# La Pavoni heating element



## yttria (Apr 17, 2013)

It looks like the heating element has gone in my Europicola. It was turned on whilst empty (the perpetrator was trying to make me a coffee so I can't get too angry) and if plugged in the house electrics now trip out. I have checked the resistance across the heating element terminals (55.5 ohm) which does not match the values reported on the web; all other components appear to be ok.

The question is - How to source/repair?

I don't seem to be able to find a suitable element (post millennium model) but there is an option to remove the old component from the base plate, clear the holes and fit a new element available via ebay (Ebay member = Lapitude).

Any advice would be warmly welcomed?


----------



## El carajillo (Mar 16, 2013)

Not familiar with that machine but check between terminals and outside of heating element. With your reading it does not sound as if it has gone down to earth, it could "possibly" be something else. Tripping the electrics sounds like a down to earth problem.

# Written instruction
Pick up the La Pavoni heating element thread above and continue it after its last sentence.

# Information shown
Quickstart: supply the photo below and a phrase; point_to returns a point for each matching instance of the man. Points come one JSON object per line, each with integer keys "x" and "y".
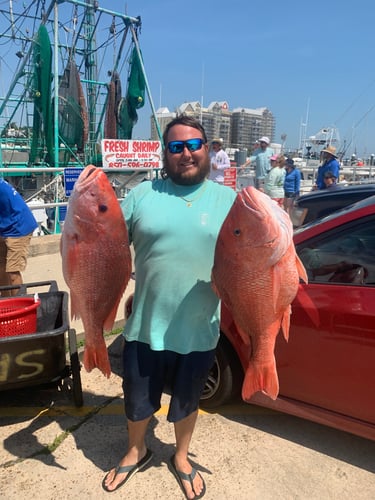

# Output of the task
----------



## yttria (Apr 17, 2013)

Thanks for the suggestion; I performed your test and as you say, the element had not burnt out. Following this, I stripped it to the bare bones and cleaned each and every connection, checked all components...... put it back together and hey presto - fixed.

Worried as I don't know what caused the problem but relieved because I am drinking good coffee once more.


----------



## El carajillo (Mar 16, 2013)

Have you checked the cable for kinks bends damage, also check inside the plug for loose odd strands of wire?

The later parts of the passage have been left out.